WHAT NEEDS TO BE DONE> Give every line back verbatim, dropping all images.

---------- ENTRIES SHOWN

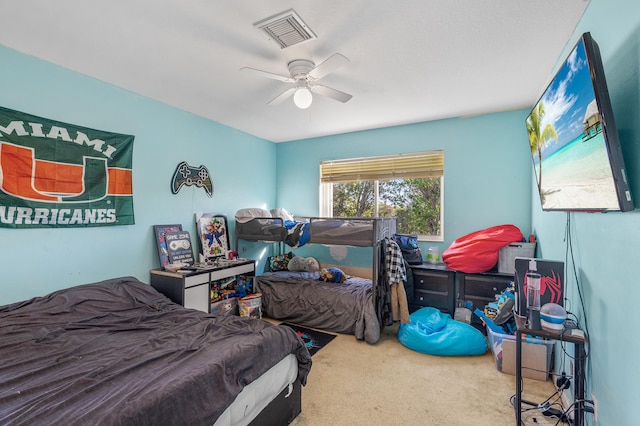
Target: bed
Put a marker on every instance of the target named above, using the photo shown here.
(358, 307)
(301, 298)
(119, 352)
(278, 225)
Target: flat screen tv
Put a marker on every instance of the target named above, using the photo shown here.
(574, 141)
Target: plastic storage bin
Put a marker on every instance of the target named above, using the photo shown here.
(507, 255)
(536, 354)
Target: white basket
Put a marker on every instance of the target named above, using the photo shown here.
(507, 255)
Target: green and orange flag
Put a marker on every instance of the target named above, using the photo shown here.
(55, 174)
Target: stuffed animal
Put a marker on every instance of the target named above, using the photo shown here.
(303, 264)
(332, 275)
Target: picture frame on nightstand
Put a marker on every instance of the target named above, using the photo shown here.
(213, 235)
(161, 244)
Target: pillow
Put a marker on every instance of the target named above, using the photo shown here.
(280, 263)
(303, 264)
(282, 214)
(332, 275)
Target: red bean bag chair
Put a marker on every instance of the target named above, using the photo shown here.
(478, 251)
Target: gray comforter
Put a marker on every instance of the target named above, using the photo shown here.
(120, 353)
(301, 298)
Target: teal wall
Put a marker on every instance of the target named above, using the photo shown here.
(37, 261)
(606, 246)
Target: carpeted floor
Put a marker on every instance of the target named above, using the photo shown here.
(354, 383)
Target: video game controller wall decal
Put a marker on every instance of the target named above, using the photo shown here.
(186, 175)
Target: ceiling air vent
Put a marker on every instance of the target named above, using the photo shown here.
(286, 29)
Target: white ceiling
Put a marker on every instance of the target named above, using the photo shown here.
(410, 60)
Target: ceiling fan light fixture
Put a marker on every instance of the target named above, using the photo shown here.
(303, 97)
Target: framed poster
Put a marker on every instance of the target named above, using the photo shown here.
(551, 274)
(212, 235)
(160, 231)
(179, 247)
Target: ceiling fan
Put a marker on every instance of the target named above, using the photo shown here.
(304, 74)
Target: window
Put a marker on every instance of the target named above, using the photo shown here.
(407, 186)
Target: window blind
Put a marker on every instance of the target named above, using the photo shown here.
(402, 166)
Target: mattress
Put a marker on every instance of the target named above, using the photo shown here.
(301, 298)
(119, 352)
(259, 393)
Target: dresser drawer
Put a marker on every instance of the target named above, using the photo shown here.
(481, 289)
(435, 288)
(434, 299)
(483, 286)
(433, 280)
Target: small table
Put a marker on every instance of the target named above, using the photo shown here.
(572, 335)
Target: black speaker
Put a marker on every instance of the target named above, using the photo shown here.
(563, 382)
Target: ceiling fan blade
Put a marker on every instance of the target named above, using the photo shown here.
(268, 74)
(331, 93)
(282, 96)
(331, 64)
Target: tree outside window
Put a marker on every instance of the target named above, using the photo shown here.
(415, 201)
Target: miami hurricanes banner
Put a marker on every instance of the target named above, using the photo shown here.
(55, 174)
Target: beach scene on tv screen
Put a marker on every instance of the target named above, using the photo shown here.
(568, 145)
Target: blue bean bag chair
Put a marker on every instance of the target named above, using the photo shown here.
(435, 333)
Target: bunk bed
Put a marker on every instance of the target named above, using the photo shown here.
(353, 307)
(119, 352)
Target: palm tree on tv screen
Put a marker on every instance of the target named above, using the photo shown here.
(538, 136)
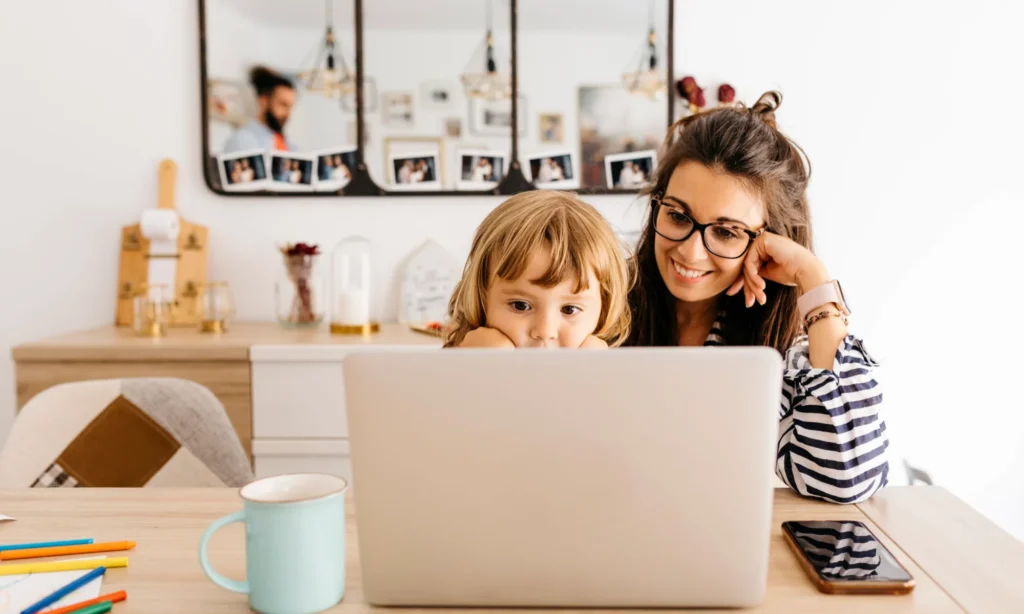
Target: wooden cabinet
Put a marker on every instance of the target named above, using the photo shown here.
(283, 388)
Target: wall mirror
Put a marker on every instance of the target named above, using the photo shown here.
(456, 97)
(596, 85)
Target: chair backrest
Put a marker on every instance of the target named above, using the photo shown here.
(124, 433)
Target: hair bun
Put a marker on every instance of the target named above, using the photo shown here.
(766, 106)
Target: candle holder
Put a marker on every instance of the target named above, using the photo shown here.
(350, 289)
(216, 307)
(152, 309)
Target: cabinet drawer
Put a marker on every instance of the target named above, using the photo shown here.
(299, 399)
(299, 391)
(272, 457)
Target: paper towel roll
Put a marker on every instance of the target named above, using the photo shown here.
(161, 226)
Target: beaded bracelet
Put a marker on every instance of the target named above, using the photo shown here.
(823, 314)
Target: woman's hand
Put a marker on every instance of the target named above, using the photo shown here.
(593, 343)
(778, 259)
(486, 338)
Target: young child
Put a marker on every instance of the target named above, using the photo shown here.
(545, 271)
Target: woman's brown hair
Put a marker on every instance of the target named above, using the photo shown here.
(747, 144)
(579, 239)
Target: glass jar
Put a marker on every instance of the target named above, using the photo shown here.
(299, 291)
(351, 311)
(216, 307)
(152, 309)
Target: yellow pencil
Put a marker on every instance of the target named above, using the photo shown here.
(73, 565)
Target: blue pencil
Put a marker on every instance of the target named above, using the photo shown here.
(65, 590)
(45, 544)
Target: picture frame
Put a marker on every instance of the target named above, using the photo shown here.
(290, 172)
(229, 101)
(334, 168)
(551, 127)
(471, 168)
(370, 96)
(554, 170)
(620, 177)
(494, 118)
(243, 171)
(611, 120)
(402, 147)
(404, 168)
(396, 110)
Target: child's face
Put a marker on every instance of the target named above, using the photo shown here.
(532, 316)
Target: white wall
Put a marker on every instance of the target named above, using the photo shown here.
(908, 112)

--------------------

FINISHED TASK>
Target: bed
Put a marker on every instance of the target named above, using the photo shown here.
(358, 307)
(301, 298)
(119, 352)
(278, 225)
Target: flat screen tv
Put a marker on every instance of the target named above, using the photo shown here.
(574, 141)
Target: plastic storage bin
Put a marker on every instance of the target named above, using the photo shown here.
(507, 255)
(536, 354)
Target: white basket
Put a marker on every instance of the target named above, using the photo shown here.
(507, 255)
Target: green and orange flag
Put a marker on every instance of the target named above, using the photo shown here.
(55, 174)
Target: stuffed animal
Put a marker on every instance of the target named above, using the photo shown here.
(303, 264)
(332, 275)
Target: picture frame on nightstand
Put a marker on every instance of the target named above, using the photo shown here.
(213, 235)
(161, 244)
Target: pillow
Put a marker on every instance of the target named above, using the photo shown here.
(280, 263)
(303, 264)
(282, 214)
(332, 275)
Target: red bean bag chair
Put a marker on every instance of the target named above, using the photo shown here.
(478, 251)
Target: gray comforter
Put a marker on every instance of the target named above, using the photo shown here.
(120, 353)
(301, 298)
Target: teal wall
Put a marker on every instance of the target named above, using the photo shown here.
(37, 261)
(606, 246)
Target: carpeted floor
Put a marker on every instance of the target named above, using the photo shown here.
(354, 383)
Target: video game controller wall decal
Put a marker on every instance of the target named above, using the photo shown here.
(186, 175)
Target: ceiling air vent
Put a marker on every instance of the target named above, using the photo shown here.
(286, 29)
Target: white ceiling
Put a marker on every instance of the target named above, using the photo shown here.
(410, 60)
Target: ceiling fan light fixture
Put a marker on every instance of the target named above, using the photo shown here.
(303, 97)
Target: framed poster
Put a marker on every instance of the target named above, using the photo shown here.
(551, 274)
(212, 235)
(160, 231)
(179, 247)
Target: ceiling fan
Put a marker on every instance of the target named above, using the photo shown here.
(304, 74)
Target: window
Put a marker on every instance of the target named above, using the photo shown here.
(407, 186)
Target: window blind
Put a marker on every instance of the target named above, using the photo shown here.
(402, 166)
Target: mattress
Put a marker on every instance of the target named above, using the photo shown here.
(301, 298)
(119, 352)
(259, 393)
Target: dresser drawer
Put a marker on every instance of the target named above, using the photo shown here.
(481, 289)
(435, 288)
(434, 299)
(483, 286)
(433, 280)
Target: small table
Put a marker on every instance of the target named above, using the photo shown here.
(572, 335)
Target: black speaker
Put a marker on every instance of the target named above, using the photo shown here.
(563, 382)
Target: ceiling fan blade
Put a marker on every instance of the target named above, using the photo shown here.
(268, 74)
(331, 93)
(282, 96)
(331, 64)
Target: tree outside window
Put a marker on every instance of the target named above, using the photo shown here.
(415, 201)
Target: miami hurricanes banner
Put a marker on every instance of the target named above, using the photo shown here.
(55, 174)
Target: beach scene on tv screen
Put a marker on every instance of the target named above, using the photo shown here.
(568, 145)
Target: blue bean bag chair
Put a marker on every instance of the target named above, using the photo shown here.
(435, 333)
Target: bunk bed
Put a marker on every instance of the target named above, using the photo shown here.
(353, 307)
(119, 352)
Target: palm tree on tv screen
Put a marker on every instance of the target named above, using the photo shown here.
(538, 136)
Target: wooden cabinet
Put a marker on every instance of the target named above, using the photo shown here.
(283, 388)
Target: wall mirror
Put a marker on every instance of the target named above, using the photo shown here.
(456, 97)
(596, 85)
Target: chair backrest
Put a marker on every instance of the target named above, using the photo shown here.
(124, 433)
Target: hair bun
Put a marker on every instance of the target named above, using the photo shown here.
(766, 106)
Target: candle holder
Put a marker on every instance of the target named above, using the photo shown here.
(350, 289)
(216, 307)
(152, 309)
Target: cabinet drawer
Put a marker on every instance of the target named above, using the photo shown here.
(299, 399)
(299, 391)
(272, 457)
Target: paper towel roll
Put a marker on every instance of the target named above, using the photo shown here.
(161, 226)
Target: beaded bracelet
Put a marker on every instance of the target named above, using the photo shown here.
(823, 314)
Target: woman's hand
Put a marker on every instance of the target named above, using the photo shown here.
(593, 343)
(778, 259)
(486, 338)
Target: young child
Put a marker on every instance of the target named above, using the photo shown here.
(545, 271)
Target: woman's brown hair
Put a marker on every instance of the target named above, using the photo shown here.
(747, 144)
(579, 239)
Target: glass jar
Put a marker on every instance of the target named above, using the photo shown here.
(299, 291)
(351, 311)
(216, 307)
(152, 309)
Target: yellow pencil
Put a marker on every instance of the target named above, using the photo shown here.
(73, 565)
Target: blue pencil
Put a marker on every instance of the target named above, using the photo shown here.
(65, 590)
(45, 544)
Target: picture frame
Put a marker on every instance of the target named above, using the photo shown here.
(290, 172)
(229, 101)
(334, 168)
(551, 127)
(471, 168)
(370, 96)
(554, 170)
(620, 177)
(494, 118)
(243, 171)
(611, 120)
(402, 147)
(404, 168)
(396, 110)
Target: child's face
Put a marker on every instance of the target named above, using the photo shown here.
(532, 316)
Target: white wall
Put a marker on every instance of the target named above, using the photo shown here.
(908, 112)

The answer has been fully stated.